- Entries provided
## start
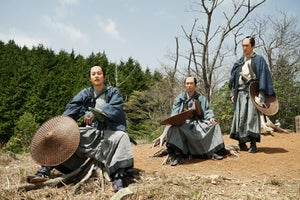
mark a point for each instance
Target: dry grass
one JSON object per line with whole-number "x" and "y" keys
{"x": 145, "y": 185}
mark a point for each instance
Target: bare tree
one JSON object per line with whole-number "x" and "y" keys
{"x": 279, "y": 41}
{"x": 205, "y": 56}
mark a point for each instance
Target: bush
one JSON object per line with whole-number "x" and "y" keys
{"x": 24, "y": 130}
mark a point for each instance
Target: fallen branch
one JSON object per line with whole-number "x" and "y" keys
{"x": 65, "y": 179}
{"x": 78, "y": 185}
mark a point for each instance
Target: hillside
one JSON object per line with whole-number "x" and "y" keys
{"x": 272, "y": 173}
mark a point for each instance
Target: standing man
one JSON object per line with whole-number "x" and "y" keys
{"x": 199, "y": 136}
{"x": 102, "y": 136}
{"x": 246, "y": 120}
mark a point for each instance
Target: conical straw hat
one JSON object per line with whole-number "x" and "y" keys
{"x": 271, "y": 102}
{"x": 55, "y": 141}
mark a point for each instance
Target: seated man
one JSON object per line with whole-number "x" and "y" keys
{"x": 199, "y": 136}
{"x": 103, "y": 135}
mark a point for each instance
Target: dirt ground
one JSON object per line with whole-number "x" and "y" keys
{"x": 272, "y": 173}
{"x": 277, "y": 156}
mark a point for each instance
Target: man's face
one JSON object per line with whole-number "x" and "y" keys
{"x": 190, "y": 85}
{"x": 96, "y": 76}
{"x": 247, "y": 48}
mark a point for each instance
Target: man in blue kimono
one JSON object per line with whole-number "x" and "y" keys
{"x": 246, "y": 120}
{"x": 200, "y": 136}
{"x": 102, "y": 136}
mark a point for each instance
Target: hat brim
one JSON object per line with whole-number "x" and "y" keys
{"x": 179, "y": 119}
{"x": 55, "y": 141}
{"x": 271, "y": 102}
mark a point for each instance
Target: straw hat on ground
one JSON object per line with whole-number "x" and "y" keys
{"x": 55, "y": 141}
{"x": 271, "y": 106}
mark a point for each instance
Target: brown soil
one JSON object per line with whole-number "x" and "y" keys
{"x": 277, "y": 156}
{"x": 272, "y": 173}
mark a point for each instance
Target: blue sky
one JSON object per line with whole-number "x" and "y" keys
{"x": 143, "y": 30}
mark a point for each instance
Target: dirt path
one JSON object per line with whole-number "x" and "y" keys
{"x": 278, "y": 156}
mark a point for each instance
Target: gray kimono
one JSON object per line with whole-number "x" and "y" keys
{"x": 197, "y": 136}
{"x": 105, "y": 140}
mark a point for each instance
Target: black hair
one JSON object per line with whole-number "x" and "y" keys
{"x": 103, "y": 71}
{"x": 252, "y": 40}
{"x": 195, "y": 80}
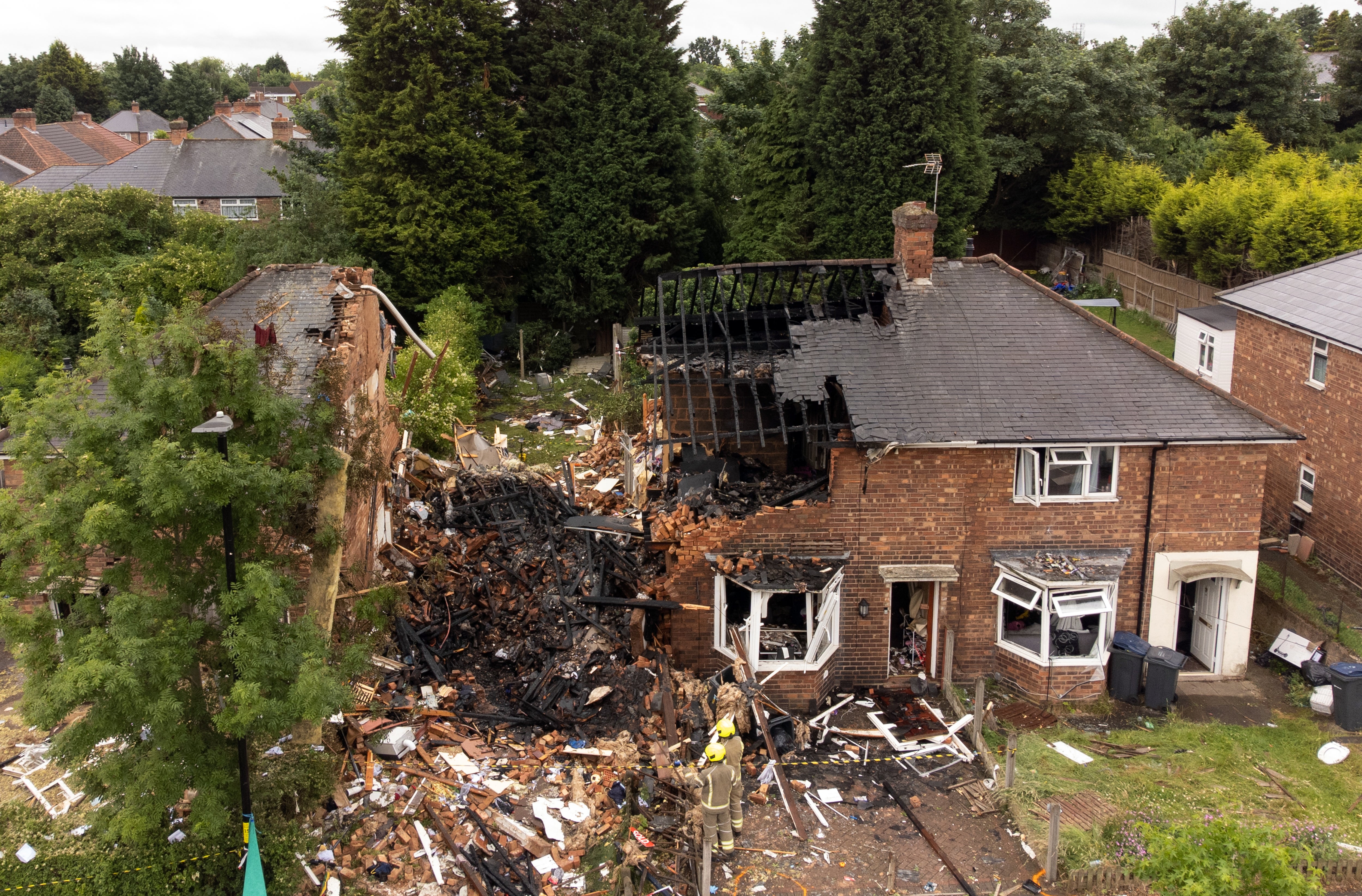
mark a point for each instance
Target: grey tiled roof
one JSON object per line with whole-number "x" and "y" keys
## end
## start
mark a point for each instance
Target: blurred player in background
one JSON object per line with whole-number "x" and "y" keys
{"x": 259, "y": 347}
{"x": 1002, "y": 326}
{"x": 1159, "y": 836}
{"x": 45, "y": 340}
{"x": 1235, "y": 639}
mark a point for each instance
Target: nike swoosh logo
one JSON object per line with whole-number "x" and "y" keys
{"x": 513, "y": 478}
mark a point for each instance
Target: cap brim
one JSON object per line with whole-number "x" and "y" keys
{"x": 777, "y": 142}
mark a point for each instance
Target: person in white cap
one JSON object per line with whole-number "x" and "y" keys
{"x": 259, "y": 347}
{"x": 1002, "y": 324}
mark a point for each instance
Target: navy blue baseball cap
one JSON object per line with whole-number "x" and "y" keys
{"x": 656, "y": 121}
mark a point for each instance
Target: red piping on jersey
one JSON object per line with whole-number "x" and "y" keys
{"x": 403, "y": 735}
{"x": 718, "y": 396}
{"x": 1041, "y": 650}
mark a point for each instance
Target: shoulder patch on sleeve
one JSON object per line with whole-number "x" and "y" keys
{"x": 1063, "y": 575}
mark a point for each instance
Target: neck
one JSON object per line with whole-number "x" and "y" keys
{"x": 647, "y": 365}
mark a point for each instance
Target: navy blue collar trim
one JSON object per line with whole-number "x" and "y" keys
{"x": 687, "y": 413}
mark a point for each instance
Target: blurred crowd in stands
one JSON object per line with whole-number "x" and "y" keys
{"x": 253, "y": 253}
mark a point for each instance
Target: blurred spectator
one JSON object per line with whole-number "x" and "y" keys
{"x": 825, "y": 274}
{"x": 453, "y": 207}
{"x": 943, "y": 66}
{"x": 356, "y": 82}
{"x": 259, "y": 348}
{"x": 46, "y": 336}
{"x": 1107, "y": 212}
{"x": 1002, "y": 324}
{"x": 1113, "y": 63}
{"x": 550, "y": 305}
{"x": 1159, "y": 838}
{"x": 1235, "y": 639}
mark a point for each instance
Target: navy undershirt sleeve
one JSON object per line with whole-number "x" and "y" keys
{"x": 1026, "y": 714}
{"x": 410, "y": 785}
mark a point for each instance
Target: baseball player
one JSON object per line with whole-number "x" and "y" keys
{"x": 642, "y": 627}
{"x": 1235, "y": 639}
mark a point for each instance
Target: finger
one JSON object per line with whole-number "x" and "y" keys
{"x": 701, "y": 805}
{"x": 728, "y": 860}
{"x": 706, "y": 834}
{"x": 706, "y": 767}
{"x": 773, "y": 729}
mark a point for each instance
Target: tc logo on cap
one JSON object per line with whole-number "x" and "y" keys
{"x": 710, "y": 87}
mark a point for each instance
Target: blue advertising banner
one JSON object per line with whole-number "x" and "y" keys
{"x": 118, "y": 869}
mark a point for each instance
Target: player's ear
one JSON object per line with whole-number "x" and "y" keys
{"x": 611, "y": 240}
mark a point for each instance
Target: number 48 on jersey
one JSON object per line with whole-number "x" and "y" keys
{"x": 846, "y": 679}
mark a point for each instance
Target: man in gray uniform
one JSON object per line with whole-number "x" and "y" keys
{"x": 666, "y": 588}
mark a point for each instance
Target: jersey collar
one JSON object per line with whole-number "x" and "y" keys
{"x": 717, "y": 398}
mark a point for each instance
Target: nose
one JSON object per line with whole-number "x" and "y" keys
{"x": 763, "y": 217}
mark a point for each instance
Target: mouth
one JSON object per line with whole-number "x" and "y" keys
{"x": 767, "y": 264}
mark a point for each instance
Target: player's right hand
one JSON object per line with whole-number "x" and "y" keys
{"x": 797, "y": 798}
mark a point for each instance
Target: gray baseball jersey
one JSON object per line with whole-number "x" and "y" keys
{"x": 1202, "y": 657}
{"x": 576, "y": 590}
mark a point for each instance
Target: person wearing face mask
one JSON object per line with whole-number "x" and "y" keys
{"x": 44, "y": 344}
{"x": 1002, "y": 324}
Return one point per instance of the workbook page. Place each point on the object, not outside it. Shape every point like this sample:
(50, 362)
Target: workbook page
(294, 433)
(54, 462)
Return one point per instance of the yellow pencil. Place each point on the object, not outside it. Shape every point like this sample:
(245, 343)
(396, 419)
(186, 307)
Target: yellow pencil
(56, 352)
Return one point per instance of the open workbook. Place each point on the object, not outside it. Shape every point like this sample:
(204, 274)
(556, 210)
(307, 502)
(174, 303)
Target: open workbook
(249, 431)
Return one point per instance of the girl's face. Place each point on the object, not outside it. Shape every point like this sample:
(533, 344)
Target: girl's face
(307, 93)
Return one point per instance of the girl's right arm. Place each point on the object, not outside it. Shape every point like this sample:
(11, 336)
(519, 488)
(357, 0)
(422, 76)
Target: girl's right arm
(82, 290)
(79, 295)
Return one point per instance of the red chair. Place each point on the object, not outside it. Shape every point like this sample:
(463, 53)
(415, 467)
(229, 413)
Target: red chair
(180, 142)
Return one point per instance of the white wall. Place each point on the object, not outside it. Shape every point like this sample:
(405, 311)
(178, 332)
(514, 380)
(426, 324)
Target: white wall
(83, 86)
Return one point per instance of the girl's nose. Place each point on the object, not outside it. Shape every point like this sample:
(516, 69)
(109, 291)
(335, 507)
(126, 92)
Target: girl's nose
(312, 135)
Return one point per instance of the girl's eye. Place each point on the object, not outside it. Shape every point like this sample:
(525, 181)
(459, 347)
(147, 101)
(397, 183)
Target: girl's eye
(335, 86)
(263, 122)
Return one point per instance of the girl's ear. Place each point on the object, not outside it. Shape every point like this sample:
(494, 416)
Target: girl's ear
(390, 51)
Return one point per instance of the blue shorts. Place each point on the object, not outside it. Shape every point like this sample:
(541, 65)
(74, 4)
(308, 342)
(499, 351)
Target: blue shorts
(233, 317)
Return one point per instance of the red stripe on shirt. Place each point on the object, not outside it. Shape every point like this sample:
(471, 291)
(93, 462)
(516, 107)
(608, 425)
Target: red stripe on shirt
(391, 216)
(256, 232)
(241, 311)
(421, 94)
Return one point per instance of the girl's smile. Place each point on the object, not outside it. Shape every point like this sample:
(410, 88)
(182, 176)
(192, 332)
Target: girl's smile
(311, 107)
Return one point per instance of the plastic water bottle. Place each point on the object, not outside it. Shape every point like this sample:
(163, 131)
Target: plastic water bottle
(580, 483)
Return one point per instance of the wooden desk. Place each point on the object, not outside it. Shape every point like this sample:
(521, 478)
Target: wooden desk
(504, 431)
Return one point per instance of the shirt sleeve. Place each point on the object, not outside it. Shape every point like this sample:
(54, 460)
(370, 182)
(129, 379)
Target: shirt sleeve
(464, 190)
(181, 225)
## end
- Objective
Locate each line of the records containing the word "jersey", and copy those lines out in full.

- Written response
Target: red piping on jersey
Target: number 48 on jersey
Target: jersey collar
Target: gray baseball jersey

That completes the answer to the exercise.